» WHAT TO PRODUCE: The lines below starting at the line containing "Target: gold embroidered drapery" and ending at the line containing "[locate] decorative molding" are to be repeated exactly, with both ends kept and nothing else added.

Start of SUPPLIED RECORDS

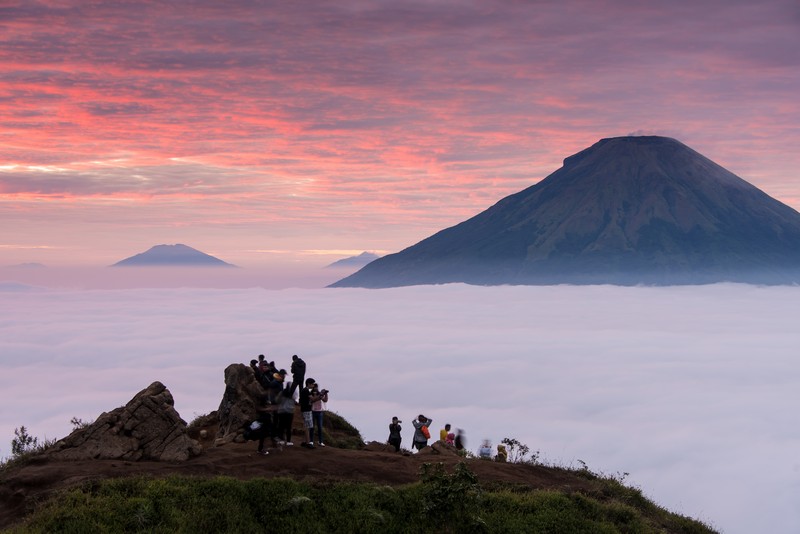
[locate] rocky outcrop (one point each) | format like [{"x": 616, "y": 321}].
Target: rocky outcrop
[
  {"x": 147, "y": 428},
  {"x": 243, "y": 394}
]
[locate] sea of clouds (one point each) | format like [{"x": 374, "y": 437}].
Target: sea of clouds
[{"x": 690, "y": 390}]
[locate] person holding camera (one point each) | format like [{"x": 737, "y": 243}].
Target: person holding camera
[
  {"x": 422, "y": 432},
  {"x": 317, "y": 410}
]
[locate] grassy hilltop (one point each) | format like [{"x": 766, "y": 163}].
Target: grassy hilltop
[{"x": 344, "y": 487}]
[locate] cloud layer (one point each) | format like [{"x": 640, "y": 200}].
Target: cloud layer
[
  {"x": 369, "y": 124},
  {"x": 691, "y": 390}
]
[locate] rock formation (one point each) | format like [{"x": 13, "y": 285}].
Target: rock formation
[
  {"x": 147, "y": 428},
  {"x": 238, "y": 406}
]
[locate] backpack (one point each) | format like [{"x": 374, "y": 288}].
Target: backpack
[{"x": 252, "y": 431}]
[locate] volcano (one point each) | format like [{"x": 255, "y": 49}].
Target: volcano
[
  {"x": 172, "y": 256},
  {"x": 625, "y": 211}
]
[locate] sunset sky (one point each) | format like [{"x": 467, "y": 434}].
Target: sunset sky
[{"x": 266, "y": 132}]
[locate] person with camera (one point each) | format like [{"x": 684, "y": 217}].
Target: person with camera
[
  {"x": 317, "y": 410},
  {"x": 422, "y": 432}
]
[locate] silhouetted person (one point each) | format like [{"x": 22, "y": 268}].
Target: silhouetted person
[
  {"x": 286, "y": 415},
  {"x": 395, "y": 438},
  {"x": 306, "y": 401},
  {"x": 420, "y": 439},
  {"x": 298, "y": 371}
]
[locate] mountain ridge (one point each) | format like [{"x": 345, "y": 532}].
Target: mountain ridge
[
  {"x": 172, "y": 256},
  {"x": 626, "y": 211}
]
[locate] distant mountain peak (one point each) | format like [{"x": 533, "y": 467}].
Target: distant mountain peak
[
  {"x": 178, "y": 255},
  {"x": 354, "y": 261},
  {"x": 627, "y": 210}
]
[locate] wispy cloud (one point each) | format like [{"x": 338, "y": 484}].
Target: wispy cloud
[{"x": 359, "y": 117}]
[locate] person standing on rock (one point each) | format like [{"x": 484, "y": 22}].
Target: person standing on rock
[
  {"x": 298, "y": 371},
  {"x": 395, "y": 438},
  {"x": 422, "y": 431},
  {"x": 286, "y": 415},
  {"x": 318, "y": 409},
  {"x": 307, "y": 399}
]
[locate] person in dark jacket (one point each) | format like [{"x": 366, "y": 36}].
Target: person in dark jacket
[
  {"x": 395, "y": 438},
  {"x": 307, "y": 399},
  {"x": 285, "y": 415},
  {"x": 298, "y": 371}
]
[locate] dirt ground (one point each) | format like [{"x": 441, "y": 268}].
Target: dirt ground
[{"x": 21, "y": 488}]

End of SUPPLIED RECORDS
Start of SUPPLIED RECORDS

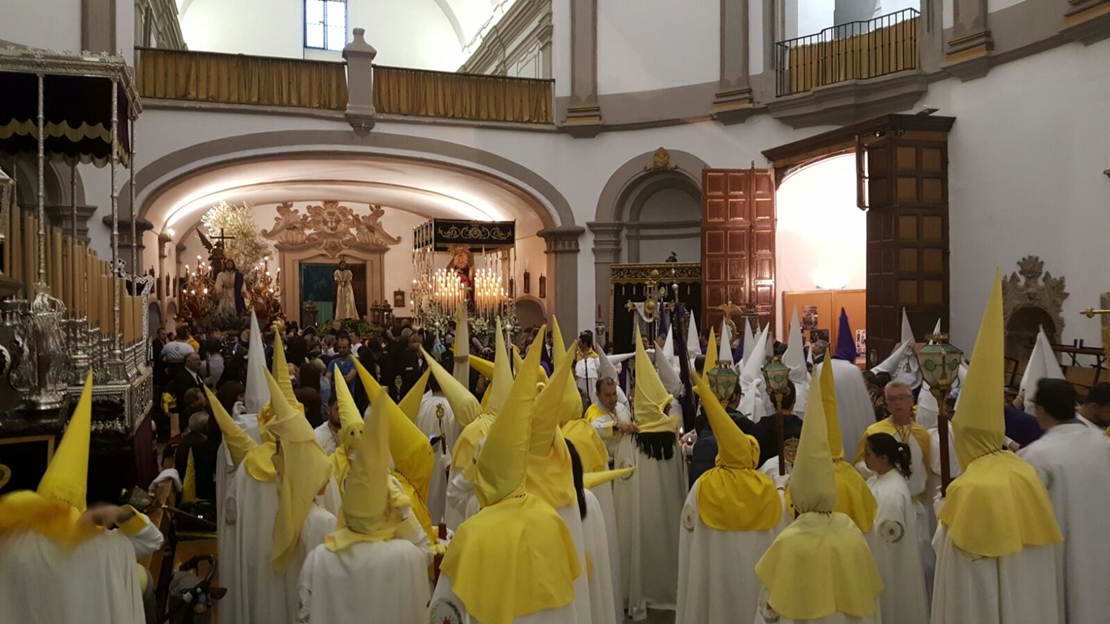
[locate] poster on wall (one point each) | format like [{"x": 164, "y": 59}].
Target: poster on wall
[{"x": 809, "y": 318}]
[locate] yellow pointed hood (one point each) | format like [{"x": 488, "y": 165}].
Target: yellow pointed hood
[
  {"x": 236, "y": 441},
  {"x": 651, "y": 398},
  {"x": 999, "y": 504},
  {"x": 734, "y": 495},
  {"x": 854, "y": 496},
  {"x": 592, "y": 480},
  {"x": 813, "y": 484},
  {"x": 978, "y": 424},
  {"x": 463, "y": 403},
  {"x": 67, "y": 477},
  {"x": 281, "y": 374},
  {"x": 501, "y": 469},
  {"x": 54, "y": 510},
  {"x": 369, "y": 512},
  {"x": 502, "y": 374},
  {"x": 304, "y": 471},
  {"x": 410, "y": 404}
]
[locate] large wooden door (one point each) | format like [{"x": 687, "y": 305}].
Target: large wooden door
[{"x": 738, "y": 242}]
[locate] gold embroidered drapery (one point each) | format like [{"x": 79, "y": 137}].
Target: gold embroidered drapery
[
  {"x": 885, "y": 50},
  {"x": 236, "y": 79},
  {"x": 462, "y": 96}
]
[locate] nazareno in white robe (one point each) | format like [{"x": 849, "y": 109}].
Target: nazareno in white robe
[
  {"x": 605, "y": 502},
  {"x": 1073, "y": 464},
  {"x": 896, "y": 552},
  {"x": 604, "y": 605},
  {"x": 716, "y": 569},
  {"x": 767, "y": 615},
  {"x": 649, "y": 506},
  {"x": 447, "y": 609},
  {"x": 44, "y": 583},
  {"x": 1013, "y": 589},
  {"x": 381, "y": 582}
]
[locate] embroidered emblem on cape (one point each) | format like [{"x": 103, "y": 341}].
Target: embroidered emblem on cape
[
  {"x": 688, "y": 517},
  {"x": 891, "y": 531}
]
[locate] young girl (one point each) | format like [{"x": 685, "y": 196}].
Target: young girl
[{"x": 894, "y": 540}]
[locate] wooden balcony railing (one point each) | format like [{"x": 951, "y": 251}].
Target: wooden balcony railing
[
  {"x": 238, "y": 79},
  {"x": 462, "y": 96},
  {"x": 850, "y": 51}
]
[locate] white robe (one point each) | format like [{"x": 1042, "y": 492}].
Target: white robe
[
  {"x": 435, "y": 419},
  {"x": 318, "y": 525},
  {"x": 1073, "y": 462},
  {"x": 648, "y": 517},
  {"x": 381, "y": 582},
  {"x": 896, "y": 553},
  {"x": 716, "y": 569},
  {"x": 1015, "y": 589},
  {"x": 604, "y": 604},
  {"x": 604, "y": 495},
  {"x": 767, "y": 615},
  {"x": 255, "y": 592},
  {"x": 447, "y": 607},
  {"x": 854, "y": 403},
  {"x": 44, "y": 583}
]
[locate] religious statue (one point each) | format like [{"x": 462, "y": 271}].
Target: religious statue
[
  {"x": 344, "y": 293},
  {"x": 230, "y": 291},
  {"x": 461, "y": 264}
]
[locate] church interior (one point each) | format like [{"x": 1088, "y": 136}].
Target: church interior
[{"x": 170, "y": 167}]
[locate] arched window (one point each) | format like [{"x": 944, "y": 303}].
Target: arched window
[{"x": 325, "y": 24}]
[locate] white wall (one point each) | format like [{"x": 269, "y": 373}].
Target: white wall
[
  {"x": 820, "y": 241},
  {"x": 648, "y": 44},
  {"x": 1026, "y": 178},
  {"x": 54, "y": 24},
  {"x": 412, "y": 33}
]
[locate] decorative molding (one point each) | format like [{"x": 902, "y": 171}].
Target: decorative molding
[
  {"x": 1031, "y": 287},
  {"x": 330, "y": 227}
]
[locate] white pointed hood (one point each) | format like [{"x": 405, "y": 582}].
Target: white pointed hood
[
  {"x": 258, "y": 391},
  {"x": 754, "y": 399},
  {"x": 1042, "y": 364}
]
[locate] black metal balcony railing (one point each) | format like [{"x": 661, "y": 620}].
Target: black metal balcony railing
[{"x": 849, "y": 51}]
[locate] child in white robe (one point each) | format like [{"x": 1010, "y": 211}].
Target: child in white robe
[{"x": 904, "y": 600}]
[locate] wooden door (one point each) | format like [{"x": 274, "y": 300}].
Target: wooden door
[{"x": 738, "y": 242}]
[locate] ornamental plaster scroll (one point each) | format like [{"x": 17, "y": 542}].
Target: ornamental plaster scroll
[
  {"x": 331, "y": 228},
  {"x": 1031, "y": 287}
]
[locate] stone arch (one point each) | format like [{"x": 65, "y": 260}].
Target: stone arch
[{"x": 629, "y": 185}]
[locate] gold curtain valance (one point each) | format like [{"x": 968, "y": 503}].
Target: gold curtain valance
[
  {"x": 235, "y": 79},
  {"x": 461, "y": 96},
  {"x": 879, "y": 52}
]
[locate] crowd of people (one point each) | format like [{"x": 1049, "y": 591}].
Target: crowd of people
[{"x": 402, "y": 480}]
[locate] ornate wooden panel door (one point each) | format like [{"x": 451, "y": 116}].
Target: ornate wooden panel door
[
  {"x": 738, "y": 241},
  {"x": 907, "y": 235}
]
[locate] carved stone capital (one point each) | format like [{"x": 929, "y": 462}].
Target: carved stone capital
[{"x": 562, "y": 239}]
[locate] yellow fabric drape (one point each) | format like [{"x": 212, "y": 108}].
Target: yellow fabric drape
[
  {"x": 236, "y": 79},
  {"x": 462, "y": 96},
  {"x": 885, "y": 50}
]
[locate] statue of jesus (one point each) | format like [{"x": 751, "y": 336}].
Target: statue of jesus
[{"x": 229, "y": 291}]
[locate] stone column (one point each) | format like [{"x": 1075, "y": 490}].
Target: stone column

End of SUPPLIED RECORDS
Start of SUPPLIED RECORDS

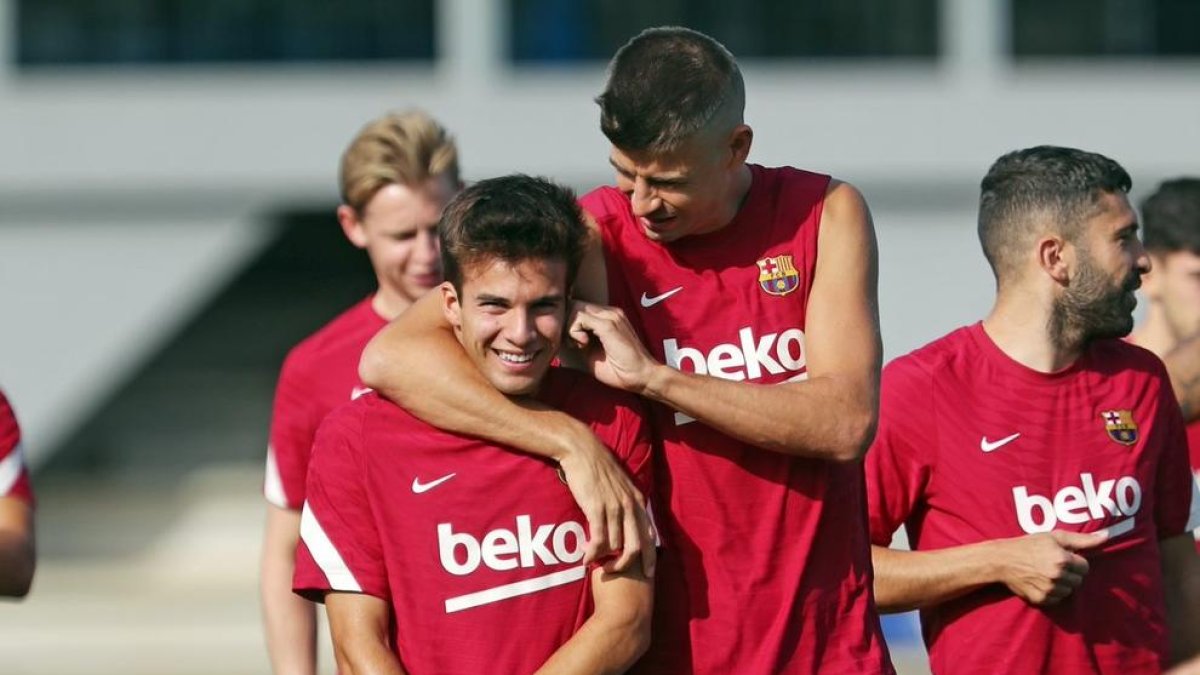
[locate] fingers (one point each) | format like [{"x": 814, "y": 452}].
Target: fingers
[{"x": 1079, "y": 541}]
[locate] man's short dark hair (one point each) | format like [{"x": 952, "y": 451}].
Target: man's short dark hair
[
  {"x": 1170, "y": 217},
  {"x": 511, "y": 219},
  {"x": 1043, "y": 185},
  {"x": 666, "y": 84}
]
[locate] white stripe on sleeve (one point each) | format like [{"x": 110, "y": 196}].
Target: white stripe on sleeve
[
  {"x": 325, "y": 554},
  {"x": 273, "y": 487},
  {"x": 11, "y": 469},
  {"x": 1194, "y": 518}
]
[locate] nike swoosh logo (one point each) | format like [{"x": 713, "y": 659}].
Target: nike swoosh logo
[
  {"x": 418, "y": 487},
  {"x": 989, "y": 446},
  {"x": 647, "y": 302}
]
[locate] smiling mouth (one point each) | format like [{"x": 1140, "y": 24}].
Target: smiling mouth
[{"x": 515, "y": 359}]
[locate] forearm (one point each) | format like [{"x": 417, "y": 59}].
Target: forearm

End of SUPPLIED RECORDS

» WRITTEN RESPONSE:
Target: gold embroidered drapery
[
  {"x": 885, "y": 50},
  {"x": 236, "y": 79},
  {"x": 462, "y": 96}
]
[locate] nazareno in white robe (one point each) | format like [{"x": 849, "y": 109}].
Target: nazareno in white robe
[
  {"x": 605, "y": 502},
  {"x": 1073, "y": 464},
  {"x": 896, "y": 552},
  {"x": 604, "y": 605},
  {"x": 716, "y": 569},
  {"x": 767, "y": 615},
  {"x": 649, "y": 506},
  {"x": 447, "y": 609},
  {"x": 44, "y": 583},
  {"x": 1013, "y": 589},
  {"x": 381, "y": 582}
]
[locate] embroidered emblem on cape (one point each) | format like [{"x": 103, "y": 341}].
Target: embroidered emblem on cape
[
  {"x": 688, "y": 517},
  {"x": 891, "y": 531}
]
[locate] young girl (one point each) | format like [{"x": 685, "y": 196}].
Target: young girl
[{"x": 894, "y": 540}]
[locate] wooden balcony railing (one point each) | format like [{"x": 951, "y": 251}].
Target: wooden balcony railing
[
  {"x": 238, "y": 79},
  {"x": 462, "y": 96},
  {"x": 850, "y": 51}
]
[locate] white robe (one point each) | format like [{"x": 1042, "y": 492}].
Target: white robe
[
  {"x": 435, "y": 419},
  {"x": 318, "y": 525},
  {"x": 1073, "y": 462},
  {"x": 648, "y": 517},
  {"x": 381, "y": 582},
  {"x": 896, "y": 553},
  {"x": 716, "y": 569},
  {"x": 1015, "y": 589},
  {"x": 604, "y": 604},
  {"x": 604, "y": 495},
  {"x": 767, "y": 615},
  {"x": 255, "y": 592},
  {"x": 447, "y": 607},
  {"x": 854, "y": 403},
  {"x": 44, "y": 583}
]
[locate] religious statue (one point each) | format like [{"x": 462, "y": 271}].
Target: religious statue
[
  {"x": 344, "y": 293},
  {"x": 230, "y": 291},
  {"x": 461, "y": 264}
]
[locate] church interior (one point each) | format like [{"x": 1088, "y": 136}].
Target: church interior
[{"x": 170, "y": 167}]
[locate] arched window (one point each) | format like [{"x": 944, "y": 303}].
Target: arched window
[{"x": 325, "y": 24}]
[locate] white wall (one point each) | format like [{"x": 269, "y": 373}].
Target: white wall
[
  {"x": 820, "y": 241},
  {"x": 648, "y": 44},
  {"x": 1026, "y": 178},
  {"x": 54, "y": 24},
  {"x": 412, "y": 33}
]
[locate] decorative molding (one point each) | format like [{"x": 902, "y": 171}].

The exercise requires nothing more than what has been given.